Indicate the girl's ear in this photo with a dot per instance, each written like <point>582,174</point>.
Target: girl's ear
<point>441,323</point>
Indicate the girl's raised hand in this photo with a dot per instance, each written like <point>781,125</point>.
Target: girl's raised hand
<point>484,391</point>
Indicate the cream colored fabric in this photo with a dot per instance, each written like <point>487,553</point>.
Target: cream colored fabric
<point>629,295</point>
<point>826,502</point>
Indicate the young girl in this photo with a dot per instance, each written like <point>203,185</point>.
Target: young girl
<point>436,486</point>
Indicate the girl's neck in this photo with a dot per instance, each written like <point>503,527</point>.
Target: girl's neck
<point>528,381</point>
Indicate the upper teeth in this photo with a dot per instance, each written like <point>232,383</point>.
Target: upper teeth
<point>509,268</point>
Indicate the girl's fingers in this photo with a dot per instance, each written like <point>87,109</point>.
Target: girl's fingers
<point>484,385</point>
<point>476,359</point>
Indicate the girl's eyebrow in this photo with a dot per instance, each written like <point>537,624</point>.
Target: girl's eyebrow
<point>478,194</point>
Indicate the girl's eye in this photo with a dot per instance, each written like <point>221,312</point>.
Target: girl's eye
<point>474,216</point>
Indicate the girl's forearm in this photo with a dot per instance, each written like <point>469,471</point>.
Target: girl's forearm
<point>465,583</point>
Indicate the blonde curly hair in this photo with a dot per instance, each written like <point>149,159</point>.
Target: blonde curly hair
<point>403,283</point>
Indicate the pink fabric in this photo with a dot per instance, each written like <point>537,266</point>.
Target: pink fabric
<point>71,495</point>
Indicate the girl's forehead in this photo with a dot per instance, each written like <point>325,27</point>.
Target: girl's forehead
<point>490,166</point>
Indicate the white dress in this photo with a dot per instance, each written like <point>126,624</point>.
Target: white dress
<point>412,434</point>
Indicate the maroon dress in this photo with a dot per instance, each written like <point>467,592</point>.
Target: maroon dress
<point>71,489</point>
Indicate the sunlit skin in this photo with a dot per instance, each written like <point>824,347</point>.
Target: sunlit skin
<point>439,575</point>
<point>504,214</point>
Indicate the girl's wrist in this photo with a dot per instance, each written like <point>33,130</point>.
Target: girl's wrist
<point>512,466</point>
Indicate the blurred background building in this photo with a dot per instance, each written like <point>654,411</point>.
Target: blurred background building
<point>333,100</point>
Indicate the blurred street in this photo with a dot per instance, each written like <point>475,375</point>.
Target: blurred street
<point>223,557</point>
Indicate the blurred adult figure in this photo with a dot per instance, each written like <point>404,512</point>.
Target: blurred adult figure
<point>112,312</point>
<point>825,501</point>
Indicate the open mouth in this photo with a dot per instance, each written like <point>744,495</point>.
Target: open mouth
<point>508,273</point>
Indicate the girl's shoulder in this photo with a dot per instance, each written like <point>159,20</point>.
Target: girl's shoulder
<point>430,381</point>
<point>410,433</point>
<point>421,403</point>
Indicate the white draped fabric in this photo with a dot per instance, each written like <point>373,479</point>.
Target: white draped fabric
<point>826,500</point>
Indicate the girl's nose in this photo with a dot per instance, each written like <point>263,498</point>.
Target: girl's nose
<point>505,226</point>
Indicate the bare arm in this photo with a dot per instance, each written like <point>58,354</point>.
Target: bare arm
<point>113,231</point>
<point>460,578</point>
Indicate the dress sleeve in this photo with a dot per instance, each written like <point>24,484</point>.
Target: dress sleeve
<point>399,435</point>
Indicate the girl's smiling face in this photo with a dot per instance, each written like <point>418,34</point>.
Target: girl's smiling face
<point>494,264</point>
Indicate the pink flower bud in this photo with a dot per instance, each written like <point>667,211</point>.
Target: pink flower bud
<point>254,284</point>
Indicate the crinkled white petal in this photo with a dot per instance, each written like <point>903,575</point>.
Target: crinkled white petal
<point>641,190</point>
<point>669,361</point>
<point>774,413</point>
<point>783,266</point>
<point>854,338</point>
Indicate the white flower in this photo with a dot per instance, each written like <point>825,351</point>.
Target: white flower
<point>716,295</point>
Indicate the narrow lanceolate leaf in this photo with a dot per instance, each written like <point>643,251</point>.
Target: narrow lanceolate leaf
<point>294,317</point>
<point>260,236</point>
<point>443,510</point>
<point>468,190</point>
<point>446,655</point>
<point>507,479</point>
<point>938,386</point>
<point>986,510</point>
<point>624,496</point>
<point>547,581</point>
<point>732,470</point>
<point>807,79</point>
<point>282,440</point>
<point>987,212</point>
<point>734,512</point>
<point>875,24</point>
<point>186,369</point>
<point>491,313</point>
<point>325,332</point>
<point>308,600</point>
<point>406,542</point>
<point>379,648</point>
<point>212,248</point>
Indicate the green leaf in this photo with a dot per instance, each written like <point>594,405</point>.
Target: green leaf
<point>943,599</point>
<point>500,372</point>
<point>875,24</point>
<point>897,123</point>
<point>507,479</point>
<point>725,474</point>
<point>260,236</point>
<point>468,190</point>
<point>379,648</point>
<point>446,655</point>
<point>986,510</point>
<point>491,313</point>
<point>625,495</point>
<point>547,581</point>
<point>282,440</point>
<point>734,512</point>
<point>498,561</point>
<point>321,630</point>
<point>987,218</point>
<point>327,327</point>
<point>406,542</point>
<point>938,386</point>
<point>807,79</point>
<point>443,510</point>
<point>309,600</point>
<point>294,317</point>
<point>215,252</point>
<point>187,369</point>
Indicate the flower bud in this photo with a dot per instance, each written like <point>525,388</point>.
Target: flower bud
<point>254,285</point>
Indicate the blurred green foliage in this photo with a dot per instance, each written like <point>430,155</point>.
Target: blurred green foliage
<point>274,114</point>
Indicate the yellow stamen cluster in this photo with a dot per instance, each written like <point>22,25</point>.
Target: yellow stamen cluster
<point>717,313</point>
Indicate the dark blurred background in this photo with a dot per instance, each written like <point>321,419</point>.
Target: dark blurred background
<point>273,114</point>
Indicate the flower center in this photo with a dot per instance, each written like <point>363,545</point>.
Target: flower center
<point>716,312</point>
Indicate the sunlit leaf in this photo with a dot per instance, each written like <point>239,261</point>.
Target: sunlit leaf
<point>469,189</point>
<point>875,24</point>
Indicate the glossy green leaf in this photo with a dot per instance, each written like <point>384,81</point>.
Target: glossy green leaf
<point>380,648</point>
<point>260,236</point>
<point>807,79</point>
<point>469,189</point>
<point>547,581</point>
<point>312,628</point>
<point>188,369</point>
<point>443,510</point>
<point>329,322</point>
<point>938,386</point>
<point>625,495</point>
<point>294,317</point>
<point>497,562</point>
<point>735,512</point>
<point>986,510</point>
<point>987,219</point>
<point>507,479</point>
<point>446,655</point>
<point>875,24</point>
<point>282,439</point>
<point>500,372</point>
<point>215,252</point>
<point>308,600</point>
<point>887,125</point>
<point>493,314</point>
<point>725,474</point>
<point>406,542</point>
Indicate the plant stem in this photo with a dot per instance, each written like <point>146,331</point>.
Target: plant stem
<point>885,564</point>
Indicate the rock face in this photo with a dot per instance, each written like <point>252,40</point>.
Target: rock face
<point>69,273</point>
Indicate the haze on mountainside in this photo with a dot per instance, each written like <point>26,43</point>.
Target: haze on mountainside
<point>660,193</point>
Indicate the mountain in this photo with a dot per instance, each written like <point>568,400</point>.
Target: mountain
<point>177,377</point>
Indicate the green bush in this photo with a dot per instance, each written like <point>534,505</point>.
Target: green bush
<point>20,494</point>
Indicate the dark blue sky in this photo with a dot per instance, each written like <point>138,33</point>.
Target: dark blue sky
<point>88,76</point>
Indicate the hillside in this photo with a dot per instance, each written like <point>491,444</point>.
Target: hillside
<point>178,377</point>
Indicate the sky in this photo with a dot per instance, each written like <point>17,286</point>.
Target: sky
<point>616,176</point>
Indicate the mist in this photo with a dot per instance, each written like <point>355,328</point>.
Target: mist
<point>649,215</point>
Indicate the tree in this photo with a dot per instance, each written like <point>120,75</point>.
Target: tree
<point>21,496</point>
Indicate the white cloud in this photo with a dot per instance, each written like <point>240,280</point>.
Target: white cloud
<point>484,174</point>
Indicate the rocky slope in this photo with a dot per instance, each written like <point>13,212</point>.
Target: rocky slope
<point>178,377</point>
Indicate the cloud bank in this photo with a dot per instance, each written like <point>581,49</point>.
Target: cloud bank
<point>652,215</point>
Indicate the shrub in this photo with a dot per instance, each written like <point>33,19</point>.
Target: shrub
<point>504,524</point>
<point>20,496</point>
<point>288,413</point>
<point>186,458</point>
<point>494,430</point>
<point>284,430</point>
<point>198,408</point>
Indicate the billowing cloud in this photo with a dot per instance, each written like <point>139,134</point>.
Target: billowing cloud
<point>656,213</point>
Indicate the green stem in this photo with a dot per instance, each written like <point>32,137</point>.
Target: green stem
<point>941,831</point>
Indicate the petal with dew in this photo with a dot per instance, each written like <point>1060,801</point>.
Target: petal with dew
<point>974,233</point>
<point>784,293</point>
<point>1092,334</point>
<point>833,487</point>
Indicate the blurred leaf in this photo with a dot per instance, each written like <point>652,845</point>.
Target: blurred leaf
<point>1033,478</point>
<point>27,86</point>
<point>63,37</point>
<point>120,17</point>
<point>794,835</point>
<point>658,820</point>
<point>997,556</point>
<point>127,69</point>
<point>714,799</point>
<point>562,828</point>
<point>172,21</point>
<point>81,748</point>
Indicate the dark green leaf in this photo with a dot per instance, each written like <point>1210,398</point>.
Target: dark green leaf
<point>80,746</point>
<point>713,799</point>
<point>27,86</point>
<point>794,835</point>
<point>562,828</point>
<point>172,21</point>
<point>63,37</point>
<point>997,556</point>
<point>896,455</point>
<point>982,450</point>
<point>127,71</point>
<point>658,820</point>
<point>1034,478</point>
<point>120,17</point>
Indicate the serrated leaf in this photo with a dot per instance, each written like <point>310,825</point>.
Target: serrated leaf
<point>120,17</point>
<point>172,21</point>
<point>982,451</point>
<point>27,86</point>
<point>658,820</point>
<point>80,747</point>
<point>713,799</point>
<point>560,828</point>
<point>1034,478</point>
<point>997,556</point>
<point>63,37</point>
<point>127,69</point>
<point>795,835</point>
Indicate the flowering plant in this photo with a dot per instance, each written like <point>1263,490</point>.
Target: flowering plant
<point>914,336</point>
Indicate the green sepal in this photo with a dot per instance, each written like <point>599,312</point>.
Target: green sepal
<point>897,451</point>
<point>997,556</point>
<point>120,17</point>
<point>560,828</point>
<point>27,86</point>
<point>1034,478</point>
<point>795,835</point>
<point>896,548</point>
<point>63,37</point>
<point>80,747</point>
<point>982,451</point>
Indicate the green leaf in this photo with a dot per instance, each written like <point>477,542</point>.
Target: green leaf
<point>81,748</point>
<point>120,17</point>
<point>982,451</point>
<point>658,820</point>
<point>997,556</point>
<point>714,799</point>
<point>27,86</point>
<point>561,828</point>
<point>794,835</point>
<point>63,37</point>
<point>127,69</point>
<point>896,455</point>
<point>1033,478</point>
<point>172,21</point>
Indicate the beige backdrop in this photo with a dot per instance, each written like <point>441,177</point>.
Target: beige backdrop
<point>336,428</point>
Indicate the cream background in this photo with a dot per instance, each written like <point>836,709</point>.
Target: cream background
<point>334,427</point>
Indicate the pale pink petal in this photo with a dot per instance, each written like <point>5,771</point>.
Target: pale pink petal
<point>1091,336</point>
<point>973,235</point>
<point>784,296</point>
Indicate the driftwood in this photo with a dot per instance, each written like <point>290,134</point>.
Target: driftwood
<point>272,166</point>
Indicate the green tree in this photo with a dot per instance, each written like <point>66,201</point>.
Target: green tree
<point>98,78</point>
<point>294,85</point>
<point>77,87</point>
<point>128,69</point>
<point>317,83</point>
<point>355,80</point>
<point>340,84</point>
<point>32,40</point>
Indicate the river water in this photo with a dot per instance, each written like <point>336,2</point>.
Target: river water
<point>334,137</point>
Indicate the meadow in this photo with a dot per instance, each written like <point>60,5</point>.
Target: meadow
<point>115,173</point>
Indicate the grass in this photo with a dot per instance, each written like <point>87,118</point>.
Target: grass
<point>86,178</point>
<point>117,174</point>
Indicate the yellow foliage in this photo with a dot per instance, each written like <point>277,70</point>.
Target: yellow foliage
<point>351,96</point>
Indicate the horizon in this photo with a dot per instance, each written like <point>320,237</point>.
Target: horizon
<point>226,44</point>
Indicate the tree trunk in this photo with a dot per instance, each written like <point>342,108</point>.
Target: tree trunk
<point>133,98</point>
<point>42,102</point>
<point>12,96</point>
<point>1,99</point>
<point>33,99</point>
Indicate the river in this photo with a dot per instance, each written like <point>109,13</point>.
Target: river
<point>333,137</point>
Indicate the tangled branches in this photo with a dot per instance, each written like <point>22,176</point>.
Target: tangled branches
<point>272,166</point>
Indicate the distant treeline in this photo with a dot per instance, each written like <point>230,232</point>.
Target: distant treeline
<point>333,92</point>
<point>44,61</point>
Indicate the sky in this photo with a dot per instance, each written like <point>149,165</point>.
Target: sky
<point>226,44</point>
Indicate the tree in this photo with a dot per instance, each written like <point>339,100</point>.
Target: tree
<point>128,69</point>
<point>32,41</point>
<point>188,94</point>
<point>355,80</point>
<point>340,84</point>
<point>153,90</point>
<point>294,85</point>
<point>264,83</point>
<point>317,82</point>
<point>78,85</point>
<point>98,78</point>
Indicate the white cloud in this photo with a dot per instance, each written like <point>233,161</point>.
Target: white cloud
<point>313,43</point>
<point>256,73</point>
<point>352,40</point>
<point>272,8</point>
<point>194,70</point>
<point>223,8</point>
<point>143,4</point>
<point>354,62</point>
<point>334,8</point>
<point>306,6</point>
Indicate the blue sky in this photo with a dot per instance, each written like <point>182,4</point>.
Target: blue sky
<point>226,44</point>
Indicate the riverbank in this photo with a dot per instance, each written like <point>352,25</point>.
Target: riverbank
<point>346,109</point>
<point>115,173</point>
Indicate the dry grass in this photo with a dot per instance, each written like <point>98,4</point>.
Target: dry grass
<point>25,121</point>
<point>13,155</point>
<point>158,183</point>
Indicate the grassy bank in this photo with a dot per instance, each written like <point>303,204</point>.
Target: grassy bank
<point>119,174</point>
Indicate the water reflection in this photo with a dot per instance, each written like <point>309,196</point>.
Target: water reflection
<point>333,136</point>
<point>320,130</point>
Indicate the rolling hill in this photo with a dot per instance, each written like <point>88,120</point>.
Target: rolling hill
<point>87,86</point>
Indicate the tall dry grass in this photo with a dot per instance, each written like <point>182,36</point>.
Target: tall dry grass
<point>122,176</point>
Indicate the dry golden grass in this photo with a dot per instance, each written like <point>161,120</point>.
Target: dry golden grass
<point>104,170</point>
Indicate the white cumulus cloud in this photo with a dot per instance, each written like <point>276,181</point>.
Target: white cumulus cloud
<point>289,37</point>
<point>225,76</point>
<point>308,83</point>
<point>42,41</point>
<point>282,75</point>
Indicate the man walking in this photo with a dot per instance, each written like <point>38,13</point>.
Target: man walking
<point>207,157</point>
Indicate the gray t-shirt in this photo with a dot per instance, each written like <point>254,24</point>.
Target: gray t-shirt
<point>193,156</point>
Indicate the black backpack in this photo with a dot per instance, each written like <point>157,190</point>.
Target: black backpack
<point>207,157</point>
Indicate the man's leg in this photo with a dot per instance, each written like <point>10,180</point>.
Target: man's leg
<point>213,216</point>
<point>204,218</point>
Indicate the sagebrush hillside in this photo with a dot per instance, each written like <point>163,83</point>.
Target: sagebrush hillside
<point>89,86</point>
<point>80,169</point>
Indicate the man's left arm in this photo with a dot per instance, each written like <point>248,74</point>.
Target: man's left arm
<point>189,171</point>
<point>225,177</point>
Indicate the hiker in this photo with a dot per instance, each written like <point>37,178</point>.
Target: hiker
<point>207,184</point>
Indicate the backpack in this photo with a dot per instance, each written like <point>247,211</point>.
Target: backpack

WORK REQUIRED – Rewrite the data as a numbered list, starting with the line that contains "Indicate the girl's smiling" and going on through the line that contains "<point>716,295</point>". Include both of those lines and nothing outside them, and leave out any blank lines.

OUTPUT BELOW –
1. Indicate the girl's smiling face in this photo with a dot per instance, each written like <point>418,34</point>.
2. Target: girl's smiling face
3. <point>494,264</point>
4. Indicate the pink flower bud in this photo with a dot per instance, each written like <point>667,211</point>.
5. Target: pink flower bud
6. <point>254,284</point>
7. Indicate the crinkled white petal in this photo with a dot per instance, each written like <point>903,575</point>.
8. Target: crinkled white petal
9. <point>641,190</point>
10. <point>669,361</point>
11. <point>774,413</point>
12. <point>783,266</point>
13. <point>854,338</point>
14. Indicate the white flower in this photo with a dot per instance, each written like <point>825,351</point>.
15. Target: white flower
16. <point>716,295</point>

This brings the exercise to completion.